Work instructions:
a) According to the text on Belgian energy policy, what share of Belgium's electricity supply currently comes from renewable energy?
b) Copy the stretch of the text on Belgian energy policy from "Solar has a" through "at the moment." word for word.

Segment Start: Text shown

Following this week's incident, Flemish politician Johan Vande Lanotte called on the FANC to provide an explanation to Parliament, pointing out that "if [Belgium's] renewable energy sector had so many problems, the government would have shut it down long ago."

Yes, that's true. Belgium decided to phase out nuclear energy a long time ago, in 2003. They set a maximum lifetime of 40 years per reactor, which meant that the first reactors would shut down in 2015. But the government didn't actually do anything to prepare for the phaseout of nuclear. They didn't invest enough in renewables to compensate for the nuclear shutdown, and that was used as an argument in 2014 to extend the lifetime of Tihange 1 by 10 years, and it's being used as an argument now to extend the lifetimes of Doel 1 and 2. Tihange 1 was supposed to close in October this year.

The new right-wing government, and especially (Energy, Environment and Sustainable Development Minister) Marie-Christine Marghem is very much in support of the nuclear industry. And that's why this extension was agreed for Doel 1 and 2. It was basically pushed through by her. ... She said to it was needed to secure the electricity supply for the next two winters.

And, actually, there are alternatives. If we focus on the demand side management for the next two winters, and really prepare, we can adapt our demand in certain periods and, depending on weather and how much is imported from other countries, we can prevent any blackouts. But the minister isn't actually doing anything to prepare for that.

What's the status of renewable energy in Belgium?

Unfortunately, it's progressing very slowly. Currently it's about 13 percent of electricity supply - wind, solar and biomass. The current government, when they talk about renewables, they talk primarily about biomass. They are also interested in offshore wind farms, but that's more expensive. There is a lot of public opposition to onshore wind farms, due to prejudices more than anything else - but the government isn't doing anything to change that.

Solar has a bit of a negative image because the previous government had a lot of support mechanisms for solar, which meant there was a large growth. But it wasn't actually managed very well, which meant that the current government ended up with a large gap in their budget giving solar a bad image. So, renewable energy just doesn't get the governmental support.

Belgien Internationaler Protest gegen Atomkraft
Protesters gathered in Brussels earlier this yearImage: DW/G. Rueter

Belgium is also a very complicated country politically. While the nuclear energy sector is controlled by the federal government, renewable energy is controlled by the regional governments. There should be some kind of overarching energy vision managed by the federal government, but that doesn't exist at the moment.

Segment End: Text shown
Segment Start: Given data

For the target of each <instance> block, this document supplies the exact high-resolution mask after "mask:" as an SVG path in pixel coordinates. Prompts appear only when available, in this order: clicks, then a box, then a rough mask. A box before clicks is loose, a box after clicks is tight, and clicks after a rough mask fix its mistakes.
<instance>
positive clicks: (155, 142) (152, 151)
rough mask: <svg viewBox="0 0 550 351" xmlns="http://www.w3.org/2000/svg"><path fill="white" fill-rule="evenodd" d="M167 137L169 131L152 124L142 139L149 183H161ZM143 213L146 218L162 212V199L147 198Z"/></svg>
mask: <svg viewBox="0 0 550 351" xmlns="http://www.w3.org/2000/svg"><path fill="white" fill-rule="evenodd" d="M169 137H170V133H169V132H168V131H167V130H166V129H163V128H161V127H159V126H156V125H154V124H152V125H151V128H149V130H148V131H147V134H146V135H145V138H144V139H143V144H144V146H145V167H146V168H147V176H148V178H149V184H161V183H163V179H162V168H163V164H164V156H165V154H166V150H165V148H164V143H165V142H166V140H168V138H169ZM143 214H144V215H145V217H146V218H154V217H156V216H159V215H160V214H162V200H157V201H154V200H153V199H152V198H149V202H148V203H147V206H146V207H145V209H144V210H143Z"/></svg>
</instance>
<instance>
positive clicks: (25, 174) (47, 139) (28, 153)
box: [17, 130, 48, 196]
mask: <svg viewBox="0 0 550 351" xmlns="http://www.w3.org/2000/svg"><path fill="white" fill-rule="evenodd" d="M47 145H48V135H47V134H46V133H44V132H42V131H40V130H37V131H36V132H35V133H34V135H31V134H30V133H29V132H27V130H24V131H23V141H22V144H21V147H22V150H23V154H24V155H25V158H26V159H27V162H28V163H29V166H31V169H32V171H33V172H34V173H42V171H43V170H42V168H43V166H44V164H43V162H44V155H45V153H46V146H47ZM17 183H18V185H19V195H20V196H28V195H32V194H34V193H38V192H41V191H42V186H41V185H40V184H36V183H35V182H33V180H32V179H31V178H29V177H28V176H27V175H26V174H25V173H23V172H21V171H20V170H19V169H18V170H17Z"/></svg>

Segment End: Given data

Replies:
a) About 13 percent, from wind, solar and biomass.

b)
Solar has a bit of a negative image because the previous government had a lot of support mechanisms for solar, which meant there was a large growth. But it wasn't actually managed very well, which meant that the current government ended up with a large gap in their budget giving solar a bad image. So, renewable energy just doesn't get the governmental support.

Belgien Internationaler Protest gegen Atomkraft
Protesters gathered in Brussels earlier this yearImage: DW/G. Rueter

Belgium is also a very complicated country politically. While the nuclear energy sector is controlled by the federal government, renewable energy is controlled by the regional governments. There should be some kind of overarching energy vision managed by the federal government, but that doesn't exist at the moment.